● **SUPPLIED TEXT**:

┌──

Lebanon is on the brink of collapse, says top EU diplomat Josep Borrell
European Union foreign policy chief Josep Borrell meets Lebanon's caretaker Prime Minister Najib Mikati (R) in Beirut on Sunday. REUTERS
Top EU diplomat Josep Borrell called for an immediate ceasefire in the Israel-Hezbollah war while on a visit to Lebanon on Sunday, as the militant group claimed a wave of cross-border attacks.
Earlier this week, US special envoy Amos Hochstein said in Lebanon that a truce deal was "within our grasp", and then headed to Israel for talks with officials there.
War between Israel and Hezbollah escalated in late September, nearly a year after the Iran-backed group began launching strikes in solidarity with its Palestinian ally Hamas following its October 7 attack.
The conflict has killed at least 3,670 people in Lebanon since October 2023, according to the health ministry, most of them since September.
In the Lebanese capital, Borrell held talks with parliament speaker Nabih Berri, who has led mediation efforts on behalf of ally Hezbollah.
"We see only one possible way ahead: an immediate ceasefire and the full implementation of United Nations Security Council Resolution 1701," Borrell said after his meeting with Berri.
Under Resolution 1701, which ended the last Hezbollah-Israel war of 2006, only Lebanese troops and UN peacekeepers should be allowed to maintain a presence in the south, where Hezbollah holds sway.
It also called for Israel to withdraw troops from Lebanon.
"Back in September I came and was still hoping we could prevent a full-fledged war of Israel attacking Lebanon. Two months later Lebanon is on the brink of collapse," Borrell said.

└──

● **EXERCISE TASK A**: According to the article on Lebanon, how many people has the conflict killed in Lebanon since October 2023?

● **DATA ROWS**:
┌──

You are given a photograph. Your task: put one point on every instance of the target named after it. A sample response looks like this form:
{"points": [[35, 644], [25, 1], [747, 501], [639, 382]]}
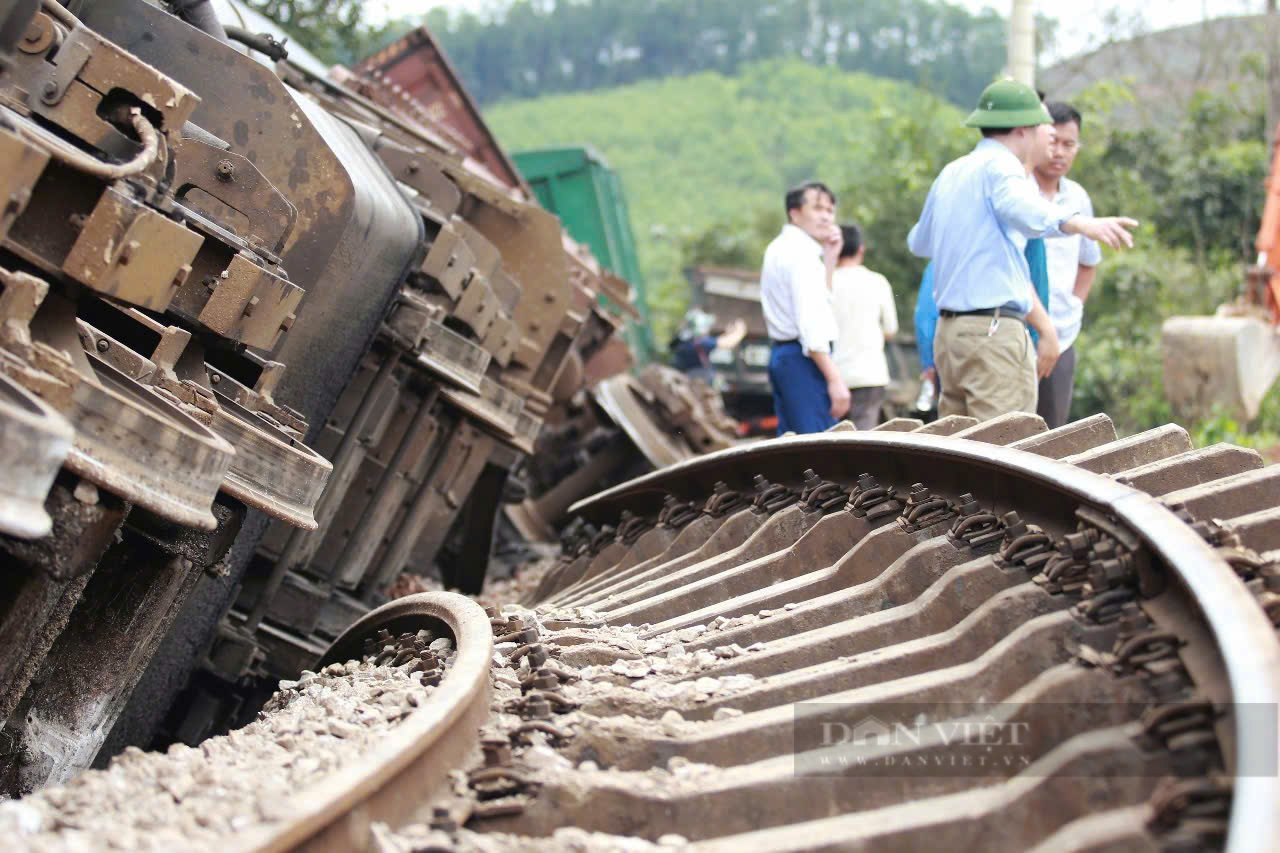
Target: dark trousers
{"points": [[1055, 391], [800, 397], [864, 406]]}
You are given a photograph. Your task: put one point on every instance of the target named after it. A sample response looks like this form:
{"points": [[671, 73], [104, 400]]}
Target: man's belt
{"points": [[999, 311]]}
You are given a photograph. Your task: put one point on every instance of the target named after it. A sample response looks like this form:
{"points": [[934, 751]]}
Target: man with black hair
{"points": [[1073, 261], [977, 218], [795, 295], [865, 316]]}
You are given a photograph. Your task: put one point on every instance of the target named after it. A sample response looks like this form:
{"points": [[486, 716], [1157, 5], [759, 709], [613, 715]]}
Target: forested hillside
{"points": [[535, 48], [708, 158], [705, 160]]}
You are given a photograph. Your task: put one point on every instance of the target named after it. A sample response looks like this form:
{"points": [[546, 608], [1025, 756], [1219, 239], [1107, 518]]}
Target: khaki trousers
{"points": [[984, 375]]}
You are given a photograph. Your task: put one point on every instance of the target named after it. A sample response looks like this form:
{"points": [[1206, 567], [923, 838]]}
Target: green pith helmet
{"points": [[1006, 103]]}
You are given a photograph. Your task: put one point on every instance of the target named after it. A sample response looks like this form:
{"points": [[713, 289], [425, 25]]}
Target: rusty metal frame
{"points": [[1247, 642]]}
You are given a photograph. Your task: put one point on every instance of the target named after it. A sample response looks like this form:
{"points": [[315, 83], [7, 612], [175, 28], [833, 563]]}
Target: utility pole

└──

● **EXERCISE TASK B**: Collect every line of the records that contains the word "trousers".

● **EXERCISE RESULT A**: At least 3,670 people, according to the health ministry.

● **EXERCISE RESULT B**:
Target: dark trousers
Target: khaki trousers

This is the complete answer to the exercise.